§ **Task details**
When you transcribe the listing that follows, keep every line exact and skip any picture.

§ **Exercise material**

○ ○ ○ ○

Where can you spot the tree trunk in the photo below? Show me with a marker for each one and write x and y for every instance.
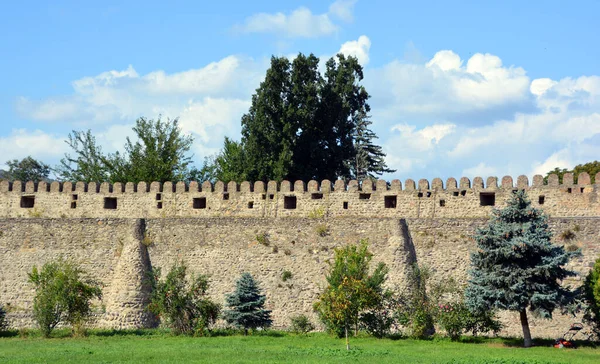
(525, 326)
(347, 340)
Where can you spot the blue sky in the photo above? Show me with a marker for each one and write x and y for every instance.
(458, 88)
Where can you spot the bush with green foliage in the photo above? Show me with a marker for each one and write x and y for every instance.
(301, 324)
(63, 295)
(592, 297)
(517, 267)
(351, 289)
(379, 320)
(182, 302)
(3, 322)
(246, 306)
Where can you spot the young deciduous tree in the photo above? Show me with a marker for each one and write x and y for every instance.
(62, 295)
(160, 153)
(182, 301)
(27, 169)
(351, 289)
(246, 305)
(591, 168)
(516, 266)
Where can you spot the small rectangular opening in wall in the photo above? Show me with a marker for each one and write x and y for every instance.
(390, 202)
(289, 202)
(316, 196)
(487, 199)
(27, 202)
(110, 203)
(199, 203)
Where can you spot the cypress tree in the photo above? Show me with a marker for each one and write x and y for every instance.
(247, 305)
(516, 267)
(370, 158)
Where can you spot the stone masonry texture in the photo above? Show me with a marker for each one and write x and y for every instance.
(119, 232)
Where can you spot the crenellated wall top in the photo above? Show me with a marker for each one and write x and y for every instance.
(326, 186)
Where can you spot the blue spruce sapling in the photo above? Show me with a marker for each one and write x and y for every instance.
(516, 267)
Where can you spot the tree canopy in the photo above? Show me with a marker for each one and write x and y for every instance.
(305, 125)
(516, 267)
(246, 305)
(27, 169)
(592, 168)
(160, 153)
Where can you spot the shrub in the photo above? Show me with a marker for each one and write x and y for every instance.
(567, 235)
(182, 302)
(3, 322)
(301, 324)
(263, 239)
(62, 295)
(246, 305)
(379, 320)
(286, 275)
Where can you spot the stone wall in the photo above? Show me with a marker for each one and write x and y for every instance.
(119, 252)
(463, 199)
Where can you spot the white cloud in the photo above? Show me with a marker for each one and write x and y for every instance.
(358, 48)
(343, 9)
(21, 143)
(300, 23)
(435, 117)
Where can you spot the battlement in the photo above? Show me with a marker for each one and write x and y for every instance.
(455, 198)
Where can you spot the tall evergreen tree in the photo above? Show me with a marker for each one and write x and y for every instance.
(369, 159)
(516, 267)
(302, 124)
(246, 305)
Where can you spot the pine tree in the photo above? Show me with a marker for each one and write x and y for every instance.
(516, 267)
(370, 158)
(247, 305)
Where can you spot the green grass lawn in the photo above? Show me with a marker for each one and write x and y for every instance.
(154, 346)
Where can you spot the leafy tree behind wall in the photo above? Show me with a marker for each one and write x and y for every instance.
(160, 153)
(516, 267)
(27, 169)
(304, 125)
(592, 168)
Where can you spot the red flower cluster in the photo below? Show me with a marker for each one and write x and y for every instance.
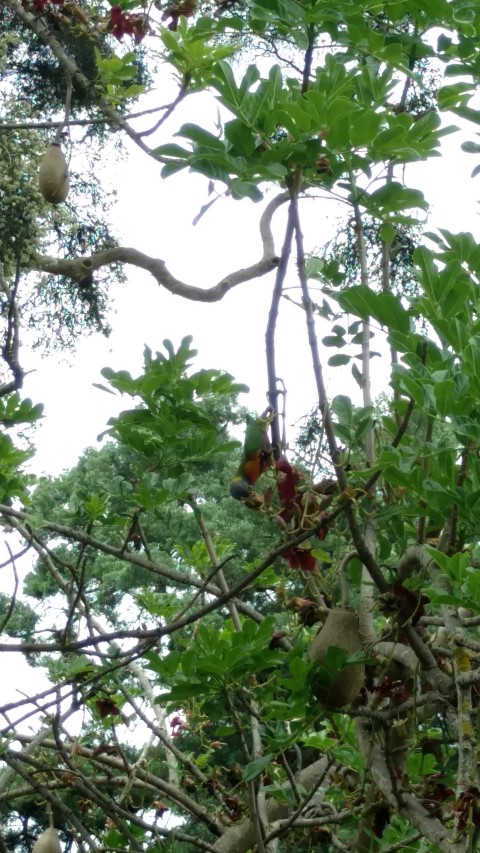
(123, 24)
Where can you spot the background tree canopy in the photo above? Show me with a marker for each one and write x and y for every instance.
(267, 645)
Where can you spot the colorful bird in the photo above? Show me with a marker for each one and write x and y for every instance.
(257, 452)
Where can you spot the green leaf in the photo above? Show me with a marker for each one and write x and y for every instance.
(339, 360)
(254, 768)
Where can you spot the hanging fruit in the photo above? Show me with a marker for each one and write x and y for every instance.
(53, 176)
(340, 630)
(47, 842)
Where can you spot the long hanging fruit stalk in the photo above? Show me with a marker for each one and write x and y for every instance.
(47, 842)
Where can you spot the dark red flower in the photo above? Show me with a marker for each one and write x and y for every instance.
(288, 482)
(39, 4)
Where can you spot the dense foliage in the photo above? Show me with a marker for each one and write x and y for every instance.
(247, 648)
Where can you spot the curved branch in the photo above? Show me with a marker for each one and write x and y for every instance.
(77, 269)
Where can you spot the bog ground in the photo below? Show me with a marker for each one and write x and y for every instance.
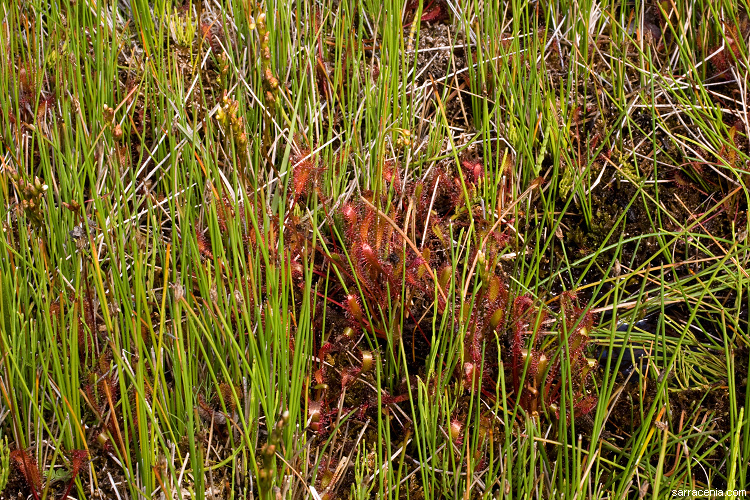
(373, 249)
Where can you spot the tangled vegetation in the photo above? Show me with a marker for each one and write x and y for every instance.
(356, 249)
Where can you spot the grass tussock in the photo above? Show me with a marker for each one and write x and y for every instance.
(356, 249)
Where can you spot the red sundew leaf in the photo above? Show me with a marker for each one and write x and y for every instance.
(27, 465)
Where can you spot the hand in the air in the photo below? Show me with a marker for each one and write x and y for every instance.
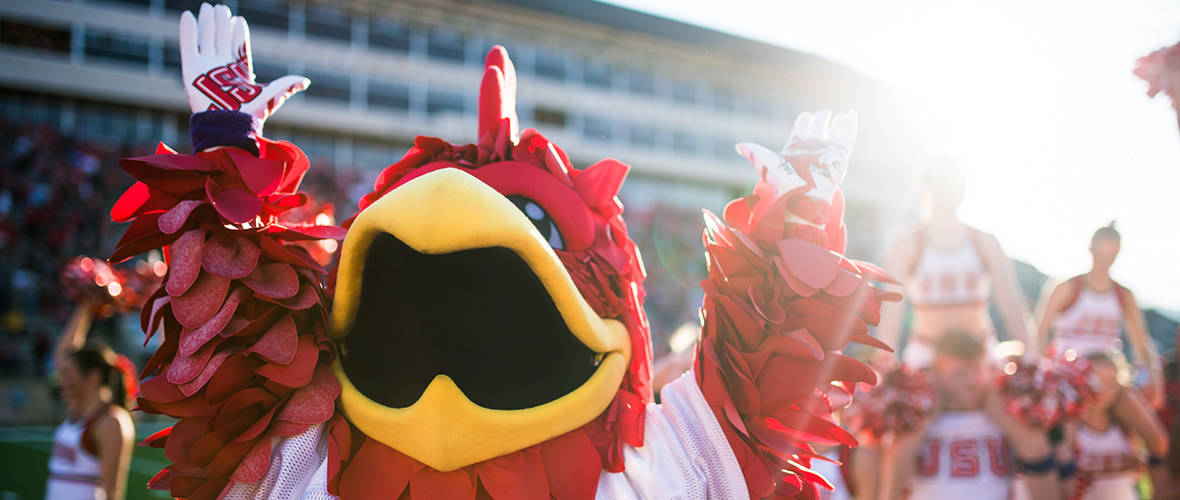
(814, 146)
(218, 70)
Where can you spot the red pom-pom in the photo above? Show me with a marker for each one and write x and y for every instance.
(899, 403)
(1041, 395)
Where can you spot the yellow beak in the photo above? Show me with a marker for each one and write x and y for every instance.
(444, 212)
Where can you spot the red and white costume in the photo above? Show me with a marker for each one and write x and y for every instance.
(73, 467)
(259, 383)
(683, 455)
(963, 456)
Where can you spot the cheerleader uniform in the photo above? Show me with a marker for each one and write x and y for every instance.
(963, 456)
(1090, 323)
(74, 469)
(1109, 460)
(944, 278)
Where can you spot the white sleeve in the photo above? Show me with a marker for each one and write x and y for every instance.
(684, 453)
(299, 469)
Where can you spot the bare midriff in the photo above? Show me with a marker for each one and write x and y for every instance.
(931, 321)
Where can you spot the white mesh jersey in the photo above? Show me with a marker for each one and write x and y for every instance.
(73, 472)
(949, 277)
(1107, 455)
(833, 474)
(1092, 324)
(684, 455)
(963, 456)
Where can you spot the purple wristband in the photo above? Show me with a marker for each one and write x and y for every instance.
(211, 129)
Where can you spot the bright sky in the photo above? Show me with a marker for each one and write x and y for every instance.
(1038, 99)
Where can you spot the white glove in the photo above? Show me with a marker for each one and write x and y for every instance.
(813, 145)
(218, 70)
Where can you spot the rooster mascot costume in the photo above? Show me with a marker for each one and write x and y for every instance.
(483, 335)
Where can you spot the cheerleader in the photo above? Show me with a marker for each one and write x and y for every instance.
(967, 451)
(92, 447)
(950, 271)
(1083, 316)
(1107, 464)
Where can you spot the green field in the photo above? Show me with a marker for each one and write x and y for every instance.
(25, 453)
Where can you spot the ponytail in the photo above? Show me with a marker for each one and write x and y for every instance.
(116, 372)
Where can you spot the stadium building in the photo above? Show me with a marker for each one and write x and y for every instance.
(668, 98)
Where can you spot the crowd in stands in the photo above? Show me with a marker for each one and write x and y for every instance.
(56, 196)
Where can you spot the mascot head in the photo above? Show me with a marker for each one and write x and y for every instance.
(489, 315)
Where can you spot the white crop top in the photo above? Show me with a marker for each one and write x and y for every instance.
(1092, 323)
(73, 471)
(1107, 455)
(949, 277)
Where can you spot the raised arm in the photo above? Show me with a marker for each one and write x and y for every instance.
(242, 308)
(780, 303)
(898, 260)
(1008, 296)
(73, 335)
(1144, 346)
(1049, 308)
(229, 107)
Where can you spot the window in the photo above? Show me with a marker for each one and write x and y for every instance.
(595, 127)
(725, 149)
(723, 100)
(188, 5)
(596, 74)
(683, 92)
(389, 34)
(388, 94)
(34, 38)
(446, 45)
(20, 107)
(117, 47)
(643, 136)
(99, 122)
(328, 22)
(172, 58)
(684, 143)
(642, 84)
(268, 13)
(548, 117)
(328, 85)
(372, 155)
(549, 65)
(443, 102)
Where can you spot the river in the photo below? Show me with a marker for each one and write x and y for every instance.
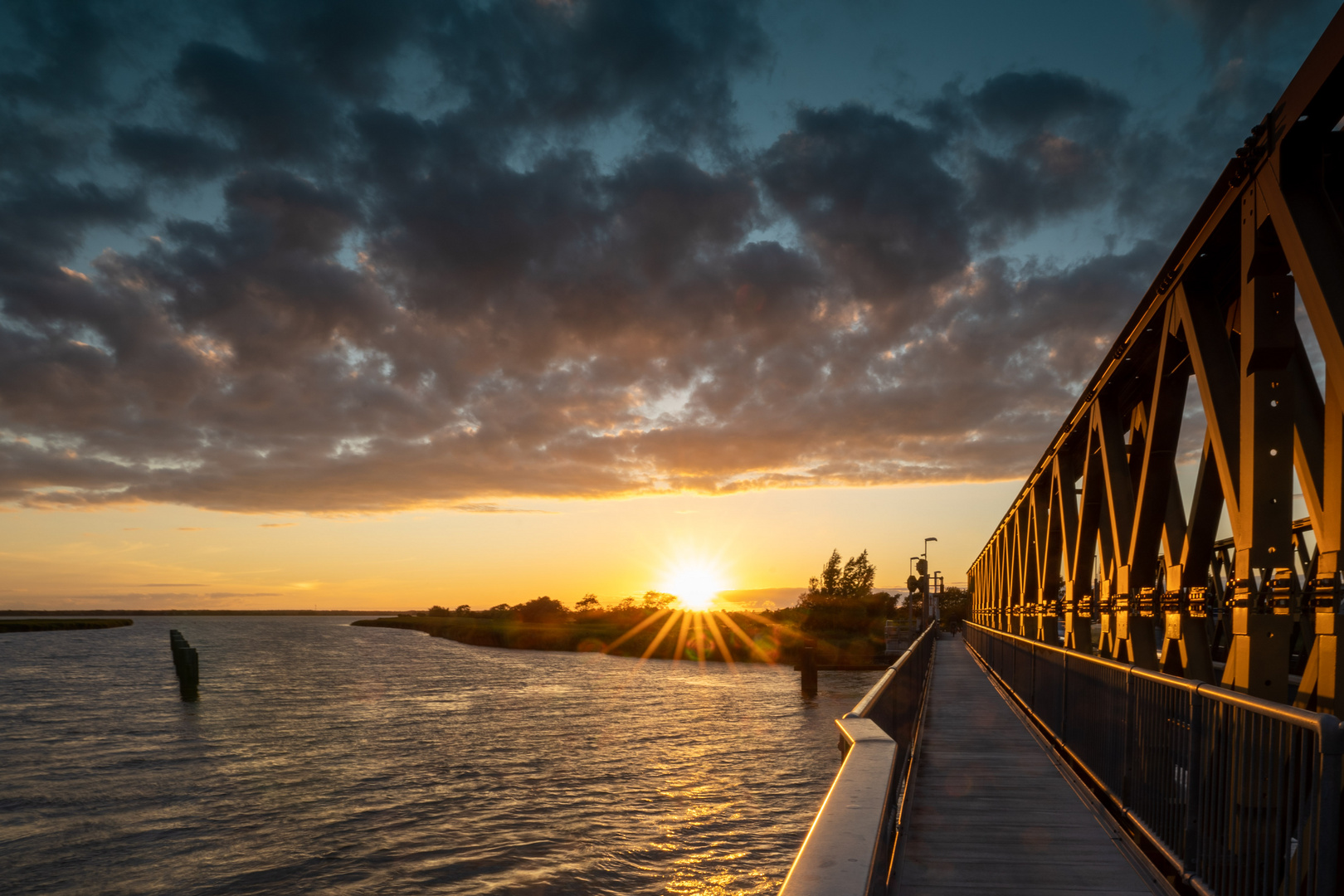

○ ○ ○ ○

§ **Solution to the exercise**
Where can you spot the tree trunk in the photo below? Show me with a marker for each one and write x and y for every instance.
(525, 326)
(347, 340)
Where can you spot the blue sky in the photo above? Show me with a marker for each one and write x and y for every instance.
(458, 88)
Where can you spot the bush with green foliage in the photo above? Show me with a marker for each one and write x and y for every instance.
(301, 324)
(63, 295)
(592, 297)
(517, 267)
(351, 289)
(379, 320)
(182, 302)
(3, 322)
(246, 306)
Where can you spot the young deciduous tree in the photo above? Show me with a marker for each one and write x and y for every instance.
(62, 295)
(160, 153)
(182, 301)
(27, 169)
(351, 289)
(246, 305)
(591, 168)
(516, 266)
Where can you spot the small rectangular opening in wall in the photo above? Show me with a marker for each one and write x and y for every instance.
(390, 202)
(289, 202)
(316, 196)
(487, 199)
(27, 202)
(110, 203)
(199, 203)
Where can you spot the cypress tree in the photo above? Show me with a marker for each one and write x and y for every instance.
(247, 305)
(516, 267)
(370, 158)
Where can you spot the stone masonry texture in the photo above? Show me with a marker for each one and write x and y for every instance.
(119, 232)
Where can you spot the crenellated wall top in the photo above? Show me with a marker for each one and write x and y for every instance.
(326, 186)
Where can you spot the blue spruce sapling in the photo above? Show me with a marker for each one and write x and y for every instance.
(516, 267)
Where can you spot the tree canopy in the photo above? Show me with a marker for each one and write x and y for every instance.
(305, 125)
(516, 267)
(246, 305)
(27, 169)
(592, 168)
(160, 153)
Where can you spot the shrub in the photo above? Show me with a marker for each one and write x and y for every instance.
(567, 235)
(182, 302)
(3, 322)
(301, 324)
(263, 239)
(62, 295)
(246, 305)
(379, 320)
(286, 275)
Where can you spot the stone wall in the photo above? Show me with a marker for each one and write x and y for every instance.
(119, 252)
(463, 199)
Where can you spot the white cloud in the photo above? Show me with a marker for each one and write x and y for every instance.
(358, 48)
(343, 9)
(21, 143)
(300, 23)
(435, 117)
Where can you spot the battlement in the photo above? Show me with a marker for each one and write x and y for every instance.
(455, 198)
Where can you spot the tall evergreen tree in the photo above? Show me with a marker for each one and write x and y for every instance.
(369, 159)
(516, 267)
(302, 124)
(246, 305)
Where can you spot the pine tree in the photo above? Show me with a marker for each one and write x and y for every instance.
(516, 267)
(370, 158)
(247, 305)
Where can you spot the green grass lawn in the photo above? Show me with a marker for each one and write x and y for every instance.
(154, 346)
Where can you spot the leafy tree behind wall in the photo above? Show me with a marker for each one and write x and y for every instance.
(160, 153)
(516, 267)
(27, 169)
(304, 125)
(592, 168)
Where can you spot the red flower cluster in the photo below? Show me with a marker for each one and write x and y for every instance.
(123, 24)
Where can you spot the background tree canopy in the photo above? Show me with a marker for each one and write x and y for every instance.
(267, 645)
Where can you spot the colorful bird in the photo above? Show me with a marker for each one and write x and y for every instance.
(257, 452)
Where can you spot the green leaf in the photo above? Show me with a marker for each one and write x and y for every instance.
(339, 360)
(254, 768)
Where can you spot the hanging fruit in the photo above? Show me with a marker for each one and write x and y for every instance.
(53, 176)
(340, 630)
(47, 842)
Where can you spot the long hanging fruit stalk in the photo above? Show me with a marker for each one and write x and y for every instance.
(47, 842)
Where can you spot the dark red flower in the photo above? Show me with a marker for each one and write x and y for every instance.
(288, 482)
(39, 4)
Where can you spot the dense foliage in the photo above? Show me with a marker for each one and write x and y for every instance.
(247, 648)
Where can you spot the curved branch in the photo above? Show me with a marker for each one and write x and y for every instance.
(77, 269)
Where can you spot the bog ground in the photo below? Show me with a marker for each one and write x and y for every instance.
(373, 249)
Where can you spot the tangled vegetation in the photo above? Show me with a marker for each one and write x and y for every instance.
(356, 249)
Where can you spot the grass tussock in the photo above? Show me with a marker for each one and write x and y for every instance.
(356, 249)
Where can you spot the red sundew leaf in the photo above? Show me with a marker for each one and write x and y for every instance.
(27, 465)
Where can you spot the hand in the air in the photo below? Show me with a marker for each one and write x and y for every instance.
(814, 146)
(218, 70)
Where can you spot the red pom-pom in the photo above? Show me with a marker for each one and write x and y for every instance.
(899, 403)
(1041, 395)
Where can you spot the yellow beak in the photo above? Show me with a marker for each one and write x and y for every instance.
(444, 212)
Where can you spot the red and white costume in the photo above? Show me with a marker for each one and write x and y for every instance.
(73, 467)
(259, 383)
(683, 455)
(963, 456)
Where can you spot the cheerleader uniform in the photo above? Show me with a marker for each one and write x and y for every instance.
(963, 456)
(1090, 323)
(74, 469)
(1109, 460)
(944, 278)
Where can you spot the white sleeve in the photo above? Show me with a marker for each one and write x and y for every instance.
(684, 453)
(299, 469)
Where can you spot the bare midriff in the photo above? Show me with a marker for each one and write x and y for every instance.
(931, 321)
Where can you spot the white mesh jersey in the photo above? Show me with a marker for each one and write x and y for every instance.
(73, 472)
(949, 277)
(1107, 455)
(833, 474)
(1092, 324)
(684, 455)
(963, 456)
Where can you spot the purple wristband in the photo above? Show me with a marker for each one and write x and y for every instance.
(211, 129)
Where can you spot the bright sky in the photo above? Show me with a marker for each one and write x and y for every instance.
(1038, 99)
Where can you spot the white glove in the photo above? Show me with a marker for each one and write x and y for every instance.
(813, 145)
(218, 70)
Where can you spot the rooster mascot costume in the photo above? Show me with a marker for each one and write x and y for every instance.
(483, 335)
Where can you spot the cheerleader in the photo above? Show me with a marker for each one and write x and y for every instance.
(967, 451)
(92, 447)
(950, 271)
(1083, 316)
(1107, 464)
Where can you spot the green field in the photo above? Show me with a marker for each one and write x and y for every instance.
(25, 453)
Where can you spot the ponytail in the photo above? Show me with a marker for each one and write x and y for every instance.
(116, 372)
Where can you spot the stadium building in the photo above? Show me with a marker for each one and write x and y for every instance.
(668, 98)
Where can you spot the crowd in stands in the photo above? Show me with a marker for each one and write x and y for every instance.
(56, 196)
Where can you spot the mascot head in the photo above? Show me with a marker for each one and write x and y for every instance.
(489, 315)
Where can you spot the white crop top in the photo above? Show me with a marker for each one and write x and y for every instance.
(1092, 323)
(73, 471)
(1107, 455)
(949, 277)
Where can you spot the raised arm in the photo above? Show me with a marker for each one and write x and y for every instance.
(242, 308)
(780, 303)
(898, 260)
(1008, 296)
(73, 335)
(1144, 346)
(1049, 308)
(229, 107)
Where can you spot the window in the photo above? Show me with a marker for each one and write x and y for every instance.
(595, 127)
(725, 149)
(723, 100)
(188, 5)
(596, 74)
(683, 92)
(389, 34)
(388, 94)
(34, 38)
(446, 45)
(20, 107)
(117, 47)
(643, 136)
(99, 122)
(328, 22)
(172, 58)
(684, 143)
(642, 84)
(268, 13)
(548, 117)
(328, 85)
(372, 155)
(549, 65)
(443, 102)
Where can you spot the river in the photo below? Show me with a marker for each one and write x and y for every instance.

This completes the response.